Scaling Data

Jon Reades - j.reades@ucl.ac.uk

1st October 2025

The Challenge

As the data get bigger
Pandas gets slower.

The Options

  1. Make pandas faster.
  2. Make the storage better.
  3. Make using more cores easier.

Make Pandas Faster: Code

Introducing:
lazy evaluation and filtergraphs.

Make Pandas Faster: Storage

Introducing:
Arrow and Parquet.

Make Pandas Faster: Scaling

Introducing:
Parallelisation.

The Tools

Introducing:
Polars, Dask, DuckDB, and Postgres.

What About Polars?

Pros:

  • Looks like pandas code1, doesn’t run like it.
  • Multi-threaded execution.
  • Arrow behind the scenes.
  • Streaming data processing possible.

Cons:

  • Easy to miss out on the benefits.
  • Designed for single machines2.

What About the Duck?

Pros:

  • Serverless SQL queries against Parquet files.
  • Queries can be returned as Pandas data frames.
  • Select and filter before loading using Arrow.
  • Plugins for geospatial and remote parquet files.

Cons:

  • Need to learn SQL.
  • Still constrained by available memory.
  • Really still optimised for a single machine.

What About Dask?

Pros:

  • Distributed and parallel data processing
  • Queries returned as Pandas data frames
  • Lazy evaluation of code
  • Built-in scaling

Cons:

  • Lots of overhead for small queries.
  • Moving a lot of data around.
  • Not all problems readily parallelisable.

Postgres?

Pros:

  • Fully-fledged database.
  • Industry-leading handling of geospatial data.

Cons:

  • Need to learn SQL.
  • Need to learn how to design databases to maximise gains.
  • Moving lots of data in/out of the database is slow.

A Simple Comparison

import pandas as pd
import polars as pl
import duckdb as duck
import time
import seaborn as sns
sns.load_dataset('titanic').to_parquet('titanic.pq')

WRITTEN INSTRUCTION A: Arrange the records, from their first line up to and including the line with "pixel 653 63", as a JSON list of strings with one string per line, leaving out blank lines.
WRITTEN INSTRUCTION B: Pick up the slides on scaling data beyond pandas after their last line and carry them on.

DATASET RECORDS:

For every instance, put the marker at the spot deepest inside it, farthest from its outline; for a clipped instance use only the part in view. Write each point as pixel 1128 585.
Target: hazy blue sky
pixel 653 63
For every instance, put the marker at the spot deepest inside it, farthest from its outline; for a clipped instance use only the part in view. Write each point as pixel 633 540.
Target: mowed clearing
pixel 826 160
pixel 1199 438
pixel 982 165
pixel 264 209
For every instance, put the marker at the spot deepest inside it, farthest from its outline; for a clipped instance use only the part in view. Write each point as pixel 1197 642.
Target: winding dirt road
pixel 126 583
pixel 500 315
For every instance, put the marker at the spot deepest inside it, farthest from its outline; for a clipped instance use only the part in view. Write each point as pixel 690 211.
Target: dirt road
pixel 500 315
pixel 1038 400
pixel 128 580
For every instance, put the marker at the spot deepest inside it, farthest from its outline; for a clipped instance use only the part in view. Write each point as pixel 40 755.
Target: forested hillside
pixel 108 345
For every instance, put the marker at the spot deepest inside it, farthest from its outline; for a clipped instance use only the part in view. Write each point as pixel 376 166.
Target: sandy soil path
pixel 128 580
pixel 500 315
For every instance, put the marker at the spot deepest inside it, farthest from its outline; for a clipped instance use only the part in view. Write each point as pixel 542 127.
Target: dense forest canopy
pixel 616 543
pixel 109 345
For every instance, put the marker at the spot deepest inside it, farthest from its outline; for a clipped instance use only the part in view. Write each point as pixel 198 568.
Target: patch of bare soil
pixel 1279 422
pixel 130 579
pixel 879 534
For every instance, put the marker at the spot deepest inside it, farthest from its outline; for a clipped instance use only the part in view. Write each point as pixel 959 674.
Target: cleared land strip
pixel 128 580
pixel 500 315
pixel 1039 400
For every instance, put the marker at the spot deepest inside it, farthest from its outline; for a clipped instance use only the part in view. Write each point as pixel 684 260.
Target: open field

EXERCISE RESPONSE A:
[
  "For every instance, put the marker at the spot deepest inside it, farthest from its outline; for a clipped instance use only the part in view. Write each point as pixel 1128 585.",
  "Target: hazy blue sky",
  "pixel 653 63"
]

EXERCISE RESPONSE B:
survived pclass sex age sibsp parch fare embarked class who adult_male deck embark_town alive alone
0 0 3 male 22.0 1 0 7.2500 S Third man True NaN Southampton no False
1 1 1 female 38.0 1 0 71.2833 C First woman False C Cherbourg yes False
2 1 3 female 26.0 0 0 7.9250 S Third woman False NaN Southampton yes True
3 1 1 female 35.0 1 0 53.1000 S First woman False C Southampton yes False
4 0 3 male 35.0 0 0 8.0500 S Third man True NaN Southampton no True

Measuring Performance

We can compare performance using profiling1:

import timeit

def load_pandas():
    pd.read_parquet('titanic.pq', columns=['age']).age.mean()

def load_polars():
    pl.read_parquet('titanic.pq', columns=['age'])['age'].mean()

def load_duck():
    duck.sql("SELECT MEAN(age) FROM read_parquet('titanic.pq')")

num_reps = 1000

The Results

Pandas

pd_execution_time = timeit.timeit(load_pandas, number=num_reps)
print(f"Pandas execution time: {pd_execution_time:.6f} seconds")
Pandas execution time: 0.784750 seconds

Polars

pl_execution_time = timeit.timeit(load_polars, number=num_reps)
print(f"Polars execution time: {pl_execution_time:.6f} seconds")
Polars execution time: 0.161258 seconds

79.45% faster than pandas.

DuckDB

db_execution_time = timeit.timeit(load_duck, number=num_reps)
print(f"DuckDB execution time: {db_execution_time:.6f} seconds")
DuckDB execution time: 0.100967 seconds

87.13% faster than pandas and 37.39% faster than polars.

Summarising Data

Useful, But Limited?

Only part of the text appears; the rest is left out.